Educar para resolver problemas, e não para dar respostas


Pesquisas recentes dão ao Brasil uma posição nada animadora no tocante à capacidade de nossos alunos de resolver problemas. Tal resultado nos faz parar para pensar no por que isso acontece. O maior empecilho, a meu ver, para a formação de bons “resolvedores de problemas” está na crença da maioria dos professores sobre como se ensina e como se aprende. Essa crença foi adquirida ao longo da nossa vida escolar quando vivenciamos uma prática nada inspiradora no que se refere à solução de problemas. Na verdade fomos educados para dar respostas, de preferência exatamente iguais às que o professor apresentou.

Como consequência da escola em que estudamos, nós, professores, acreditamos numa relação ensino-aprendizagem passiva, na qual ensinar é falar e aprender é ouvir. Em decorrência disso, concentramos nossos esforços na transmissão de conhecimentos, acreditando que as competências se desenvolverão automaticamente.

Essa prática docente forma, quando muito, acumuladores de conhecimento que dificilmente conseguem fazer relação com a realidade. Ensinar alunos a resolver problemas exige uma didática desafiadora na qual as aulas precisam conter desafios simulados e o professor precisa ser um agente facilitador da compreensão e da busca de soluções. Sugerimos algumas posturas a serem adotadas em sala de aula para que possamos formar “resolvedores de problemas”.

..........

### CONJUNTO DE TAREFAS
a: Você pode citar, sem nenhuma alteração, a parte do texto sobre educar para resolver problemas que começa em "Pesquisas recentes dão" e termina em "o professor apresentou."?
b: O que viria depois da última frase do texto sobre educar para resolver problemas? Escreva a continuação.

[Linhas de pontos rotulados]
..........

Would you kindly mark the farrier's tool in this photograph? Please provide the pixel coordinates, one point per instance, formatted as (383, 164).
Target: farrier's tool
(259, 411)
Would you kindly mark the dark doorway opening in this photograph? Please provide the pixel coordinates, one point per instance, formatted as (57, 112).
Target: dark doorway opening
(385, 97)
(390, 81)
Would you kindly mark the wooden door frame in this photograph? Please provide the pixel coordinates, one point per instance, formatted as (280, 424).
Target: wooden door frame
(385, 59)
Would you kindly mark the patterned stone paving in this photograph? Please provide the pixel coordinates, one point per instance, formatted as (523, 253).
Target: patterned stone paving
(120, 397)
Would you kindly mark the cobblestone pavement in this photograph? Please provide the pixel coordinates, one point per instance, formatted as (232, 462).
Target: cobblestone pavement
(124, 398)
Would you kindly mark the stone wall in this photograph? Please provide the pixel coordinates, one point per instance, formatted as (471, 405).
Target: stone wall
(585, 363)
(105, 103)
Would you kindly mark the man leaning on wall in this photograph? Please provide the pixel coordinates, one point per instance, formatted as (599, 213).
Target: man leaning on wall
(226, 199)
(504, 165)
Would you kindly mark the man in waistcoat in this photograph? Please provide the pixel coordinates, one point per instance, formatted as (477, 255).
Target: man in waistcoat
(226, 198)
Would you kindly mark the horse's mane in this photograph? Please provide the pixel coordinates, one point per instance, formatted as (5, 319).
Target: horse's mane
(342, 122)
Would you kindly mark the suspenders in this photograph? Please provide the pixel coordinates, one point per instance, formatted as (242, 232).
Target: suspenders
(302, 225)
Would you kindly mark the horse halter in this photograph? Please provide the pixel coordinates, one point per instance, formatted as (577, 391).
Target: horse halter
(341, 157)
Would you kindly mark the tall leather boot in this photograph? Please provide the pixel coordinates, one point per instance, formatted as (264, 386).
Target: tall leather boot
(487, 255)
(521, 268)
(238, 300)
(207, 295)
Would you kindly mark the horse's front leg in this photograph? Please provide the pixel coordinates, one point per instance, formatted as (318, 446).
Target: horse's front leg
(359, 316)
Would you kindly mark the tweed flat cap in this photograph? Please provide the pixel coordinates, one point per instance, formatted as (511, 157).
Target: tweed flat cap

..........

### EM RESPOSTA
a:
Pesquisas recentes dão ao Brasil uma posição nada animadora no tocante à capacidade de nossos alunos de resolver problemas. Tal resultado nos faz parar para pensar no por que isso acontece. O maior empecilho, a meu ver, para a formação de bons “resolvedores de problemas” está na crença da maioria dos professores sobre como se ensina e como se aprende. Essa crença foi adquirida ao longo da nossa vida escolar quando vivenciamos uma prática nada inspiradora no que se refere à solução de problemas. Na verdade fomos educados para dar respostas, de preferência exatamente iguais às que o professor apresentou.

b:
A primeira delas é procurar novas formas de desafiar os alunos. O principal papel dos professores no processo de ensino-aprendizagem é desafiar os conceitos já aprendidos pelos educandos, para que eles se reconstruam mais ampliados e consistentes, tornando-se assim mais inclusivos com relação a novos conceitos. Quanto mais elaborado e enriquecido é um conceito, maior possibilidade ele tem de servir de parâmetro para a construção de novos conceitos. Isso significa dizer que, quanto mais sabemos, mais temos condições de aprender.

Quando problematizamos, abrimos as possibilidades de aprendizagem, uma vez que os conteúdos não são tidos como fins em si mesmos, mas como meios essenciais na busca de respostas. Os problemas têm a função de gerar conflitos cognitivos nos alunos (desequilíbrios) que provoquem a necessidade de empreender uma busca pessoal. Esse desafio a que nos referimos não precisa ser algo extraordinário, o essencial é cumprir o papel de “causar sede”. Podemos promover um desafio com uma simples pergunta: “Por que letras diferentes possuem o mesmo som e a mesma letra pode produzir sons diferentes?”. Outras vezes, uma situação se presta muito bem para promover tal desequilíbrio, como a simples mudança de lugar de uma vírgula num pequeno texto, criando sentidos completamente diferentes. Outras atividades, como apresentação de um recorte de jornal, de uma fotografia, de uma cena de um filme ou de uma pequena estória, igualmente se prestam como excelentes desafios.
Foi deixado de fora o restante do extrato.